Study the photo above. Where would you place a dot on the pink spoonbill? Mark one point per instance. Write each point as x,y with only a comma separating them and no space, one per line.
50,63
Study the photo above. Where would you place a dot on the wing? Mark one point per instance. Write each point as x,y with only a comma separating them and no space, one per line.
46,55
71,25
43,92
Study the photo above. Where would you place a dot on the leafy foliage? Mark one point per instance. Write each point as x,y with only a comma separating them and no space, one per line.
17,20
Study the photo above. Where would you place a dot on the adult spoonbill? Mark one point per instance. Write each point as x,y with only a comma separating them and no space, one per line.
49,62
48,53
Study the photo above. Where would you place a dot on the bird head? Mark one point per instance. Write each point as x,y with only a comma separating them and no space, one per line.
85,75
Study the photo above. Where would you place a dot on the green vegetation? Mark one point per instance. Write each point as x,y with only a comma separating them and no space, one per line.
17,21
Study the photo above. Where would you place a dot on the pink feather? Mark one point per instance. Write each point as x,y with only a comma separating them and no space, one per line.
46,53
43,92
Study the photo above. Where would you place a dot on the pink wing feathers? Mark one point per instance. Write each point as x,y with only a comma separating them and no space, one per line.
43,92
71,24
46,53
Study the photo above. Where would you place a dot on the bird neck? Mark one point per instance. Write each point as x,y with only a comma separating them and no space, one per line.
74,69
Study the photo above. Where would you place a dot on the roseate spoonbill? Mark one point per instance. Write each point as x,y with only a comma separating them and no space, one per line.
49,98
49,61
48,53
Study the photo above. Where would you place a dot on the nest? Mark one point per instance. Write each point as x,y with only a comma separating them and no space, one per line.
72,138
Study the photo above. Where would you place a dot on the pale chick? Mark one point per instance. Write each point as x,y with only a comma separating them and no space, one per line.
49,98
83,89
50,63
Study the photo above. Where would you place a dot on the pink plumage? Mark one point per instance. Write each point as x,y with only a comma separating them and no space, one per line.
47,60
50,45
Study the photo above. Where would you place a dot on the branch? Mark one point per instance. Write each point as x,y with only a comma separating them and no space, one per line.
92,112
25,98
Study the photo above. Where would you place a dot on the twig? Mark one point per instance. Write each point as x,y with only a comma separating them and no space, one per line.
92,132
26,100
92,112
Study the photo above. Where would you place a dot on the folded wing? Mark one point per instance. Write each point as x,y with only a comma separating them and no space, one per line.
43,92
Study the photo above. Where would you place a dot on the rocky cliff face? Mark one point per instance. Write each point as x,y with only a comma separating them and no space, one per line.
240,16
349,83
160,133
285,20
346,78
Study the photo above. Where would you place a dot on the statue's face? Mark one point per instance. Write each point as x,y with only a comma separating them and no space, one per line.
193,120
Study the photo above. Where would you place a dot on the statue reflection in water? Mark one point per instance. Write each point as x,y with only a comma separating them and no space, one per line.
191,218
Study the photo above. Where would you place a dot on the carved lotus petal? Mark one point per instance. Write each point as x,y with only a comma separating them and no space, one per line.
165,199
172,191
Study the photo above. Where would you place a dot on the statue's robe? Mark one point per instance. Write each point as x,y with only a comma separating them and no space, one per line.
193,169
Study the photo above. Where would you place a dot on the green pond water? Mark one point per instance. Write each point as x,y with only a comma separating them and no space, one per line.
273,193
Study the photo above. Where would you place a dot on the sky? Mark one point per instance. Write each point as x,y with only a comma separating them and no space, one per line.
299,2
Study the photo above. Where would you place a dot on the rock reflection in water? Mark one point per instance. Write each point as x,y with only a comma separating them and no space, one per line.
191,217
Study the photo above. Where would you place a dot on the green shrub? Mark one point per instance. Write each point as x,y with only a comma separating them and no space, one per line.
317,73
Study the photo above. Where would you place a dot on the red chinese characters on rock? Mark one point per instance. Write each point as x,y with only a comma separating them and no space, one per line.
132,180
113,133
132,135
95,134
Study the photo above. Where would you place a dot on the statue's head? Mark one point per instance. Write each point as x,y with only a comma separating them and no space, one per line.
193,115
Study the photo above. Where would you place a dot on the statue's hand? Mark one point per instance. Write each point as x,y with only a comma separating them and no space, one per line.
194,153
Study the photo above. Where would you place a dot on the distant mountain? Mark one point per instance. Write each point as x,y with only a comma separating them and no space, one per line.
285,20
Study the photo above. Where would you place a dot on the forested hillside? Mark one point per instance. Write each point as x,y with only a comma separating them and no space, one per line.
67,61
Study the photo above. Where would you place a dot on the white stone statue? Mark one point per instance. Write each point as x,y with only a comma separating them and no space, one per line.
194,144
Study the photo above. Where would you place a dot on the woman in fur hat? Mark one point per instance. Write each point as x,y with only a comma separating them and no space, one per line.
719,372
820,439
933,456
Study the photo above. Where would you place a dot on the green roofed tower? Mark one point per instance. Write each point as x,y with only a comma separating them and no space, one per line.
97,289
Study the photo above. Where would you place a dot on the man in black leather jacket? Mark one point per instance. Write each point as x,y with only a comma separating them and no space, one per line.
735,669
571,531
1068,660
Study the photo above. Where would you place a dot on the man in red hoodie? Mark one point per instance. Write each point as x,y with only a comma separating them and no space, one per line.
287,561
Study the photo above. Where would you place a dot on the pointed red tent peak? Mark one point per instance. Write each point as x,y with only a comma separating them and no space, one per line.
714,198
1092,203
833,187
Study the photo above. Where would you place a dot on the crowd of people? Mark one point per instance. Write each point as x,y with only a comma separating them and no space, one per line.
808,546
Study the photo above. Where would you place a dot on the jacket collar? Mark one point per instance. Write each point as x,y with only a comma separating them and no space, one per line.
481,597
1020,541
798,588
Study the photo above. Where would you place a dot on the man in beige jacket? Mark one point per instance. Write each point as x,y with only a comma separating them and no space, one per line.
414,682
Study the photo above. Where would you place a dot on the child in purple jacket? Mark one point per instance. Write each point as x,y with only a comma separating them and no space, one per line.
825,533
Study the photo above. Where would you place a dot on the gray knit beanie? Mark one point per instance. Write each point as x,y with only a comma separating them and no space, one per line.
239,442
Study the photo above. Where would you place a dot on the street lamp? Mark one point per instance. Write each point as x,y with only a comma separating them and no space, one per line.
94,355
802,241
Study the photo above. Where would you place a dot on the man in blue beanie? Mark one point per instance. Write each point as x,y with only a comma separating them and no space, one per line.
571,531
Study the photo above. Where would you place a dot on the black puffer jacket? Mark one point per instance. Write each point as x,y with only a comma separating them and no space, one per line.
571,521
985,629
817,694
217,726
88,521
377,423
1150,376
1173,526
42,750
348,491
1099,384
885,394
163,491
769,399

__________

- _Aim of the task_: Repeat every record exactly as written, please.

- _Answer to this problem_:
Study the photo above. Where would you place a dot on the pink spoonbill? Mark one point per instance. Write each point as x,y with only a comma separating them and no space, one per line.
50,63
Study the photo above. Where would you place a dot on the wing? Mark one point per instance. Write each point as x,y with only a comma separating them and no space, one per line.
46,55
71,25
43,92
Study the photo above. Where would you place a dot on the leafy foliage? Mark one point per instance. Write each point as x,y with only a comma separating them and no space, one per line.
17,20
Study the photo above. Where would you place a dot on the adult spoonbill? Mark one point per instance. Write each point as x,y with only a comma separating them and no space, one per line.
49,62
48,53
Study the photo above. Where would you place a dot on the bird head? Mark one point per instance. Write each point as x,y with only a comma separating them and no space, one per line.
85,75
Study the photo above. Where would you place a dot on the green vegetation? Mark one point per instance. Write each point as x,y with only a comma separating them and no space, one per line.
17,21
Study the photo above. Where would you place a dot on the pink feather? Mark one point per instance. Write each point as x,y with only a comma separating them and no space, one per line.
46,53
43,92
Study the photo above. Where would you place a dot on the pink wing feathers? Mark one point per instance. Write each point as x,y with only a comma separating them and no space, one per line.
43,92
71,24
46,53
Study the photo above. Where would you place a dot on the bird neck? Mark one point per instance. Write each point as x,y with only a comma separating them and no space, one per line.
74,69
Study the photo above. Where would you place a dot on the roseate spoonbill? Mark one point per instance. Write each point as x,y with only a comma separating them and no space, one per line.
49,98
49,61
48,53
Study the photo above. Where would you place a dot on the nest? Mark one point per instance. Write each point as x,y with only a comma separating them and no space, one per line.
72,138
Study the photo above. Where would you place a dot on the pale chick? Mark one point per instance. Write each point as x,y with only a comma separating them and no space, one per line.
49,98
83,89
50,63
Study the photo above. Where would you place a dot on the pink plumage? Mark one point per instance. Write each point as x,y with only a comma separating them and no space, one per line.
47,60
50,45
Study the photo above. Where would you place a dot on the branch? Mark one point per instance. Write each point as x,y with only a comma separating them and no space, one per line.
92,112
25,98
Study the photo above. Where would you place a dot on the twig? Mark one point per instance. Write each point as x,y with only a comma separating them and no space, one per line.
92,132
26,100
92,112
Study the photo above. Where would you place a dot on the folded wing? Mark one point per instance. Write each point as x,y with only a comma separating them and no space, one per line.
43,92
Study the photo above. Where would you place a dot on the rocky cliff face? Mark one point per instance. Write each point as x,y with only a comma separating them and no space, one per line.
240,16
349,83
160,133
285,20
346,78
Study the photo above. Where would you place a dot on the statue's face? Mark one point per instance. Write each point as x,y with only a comma separating them and no space, one per line.
193,120
Study the photo above. Where would you place a dot on the statue reflection in water? Mark one point per instance. Write each point as x,y with only a comma separating them and no space, one per line.
191,218
Study the photo above. Where would you place a dot on the carved lotus petal? Mark one point per instance. Write each point as x,y with only a comma separating them and no space, one per line.
165,199
172,191
Study the photo above. Where would you place a dot on the statue's robe? Mark one point per instance. Write each point as x,y with only a comma separating them and no space, one per line.
193,169
Study the photo above. Where would you place a dot on the green pond water? Mark one point per instance. Write each point as x,y with only a comma separating them and no space, one per line.
273,193
Study the photo above. Where would you place a dot on the sky? Mark one point per instance. Write each point as x,y with only a comma separating them and no space, one per line.
299,2
Study the photo above. Where would you place a dot on the rock reflection in water? Mark one point per instance. Write each point as x,y with only a comma separating them and no space, one per line.
191,217
Study the photo above. Where would you place a dot on the green shrub? Mark one point per instance. Write each point as x,y with only a comma separating them and no space, one per line.
317,73
Study the photo above. Where would you place a dot on the red chinese characters on rock? Mark one point per instance. Write each point as x,y with only a comma separating them and no space, one per line.
132,180
113,133
132,135
95,134
Study the photo above. Where would you place a dot on the statue's head? Mark one point per instance. Write each point as x,y with only a comma separating them and no space, one per line.
193,115
Study the photo above. Where would you place a dot on the statue's hand? Mark one point per instance. Write each point as x,y with only a comma separating them and no space, one per line.
194,153
Study the photo above. Where would you place a dot on the distant mountain? Mark one point per instance. Write each point as x,y with only a comma separating them and no space, one per line.
285,20
Study the photo above. Where would you place a dot on the forested hillside? Mark one point per instance. Write each point as x,y with only a comma separating them and no space, one per line.
67,61
Study the photo above. Where would you place a dot on the white stone statue? Mark one point per instance. Write each point as x,y with only a comma separating them and no space, one per line.
194,144
Study the photo above. Where would you place a dot on the woman in fur hat? Mark one point per instance. Write each point as x,y with only a comma separating them and no space, one per line.
719,372
820,439
933,456
Study the photo above. Where would you place a dot on the green roofed tower? Mark one point per instance. Write each point as x,y with only a comma separating them and no space, one per line.
97,289
Study the photo above. Where would you place a dot on the man in black leather jacket? Mark one point per instance. Write each point as x,y with only a comma separating them and no space, one per line.
735,669
571,531
1068,660
Study the photo above. Where would you place a dot on the man in red hoodie? Mark one point per instance. Write each point as x,y with only a comma separating them and no space, one per line.
287,561
Study the photo above. Where would you place a dot on the pointed red tent peak? Mark one point per instance. Write each point as x,y with only a comma separating them and no space, one per line.
714,198
1092,203
833,187
Study the photo above. Where would you place a dot on the crowd of people? Mark one point per instance. Write each point as x,y with only a comma separating them and no space, one per line.
808,546
Study the photo above. Where would you place a dot on the jacket collar? Mark one point per instance. Write each point as x,y with only a comma separating them and no space, one per line.
481,597
1020,541
798,588
Study the photo above. Where would you place a dot on the man in beige jacket? Mark one point per instance. Write each point as x,y with only a comma separating them and no space, one per line.
414,682
Study the photo above. Where would you place a dot on the child in purple jacket? Mark one point per instance. Write each point as x,y with only a comma separating them and no space, one per line.
825,533
Study the photo above. Where would you place a dot on the gray knit beanie? Mark one point per instance. Write each point as x,y with only a comma separating them and no space, one per line.
239,442
Study the photo above. Where would you place a dot on the street lamp? Mark one point per instance. Write each point as x,y with only a comma separating them and no space, one per line.
94,355
802,241
Study the photo above. Where would you place a dot on the man in blue beanie? Mark one point per instance. Write each point as x,y with only a comma separating them and no space, one per line.
571,531
Study the photo above. Where would you place a dot on the black puffer jacket? Mark one point per instance. Write each point as x,y with only a comma separating them and no space, one per line.
571,521
985,629
817,694
217,726
88,521
377,423
1150,376
1173,526
42,750
348,491
1099,384
885,394
163,491
769,399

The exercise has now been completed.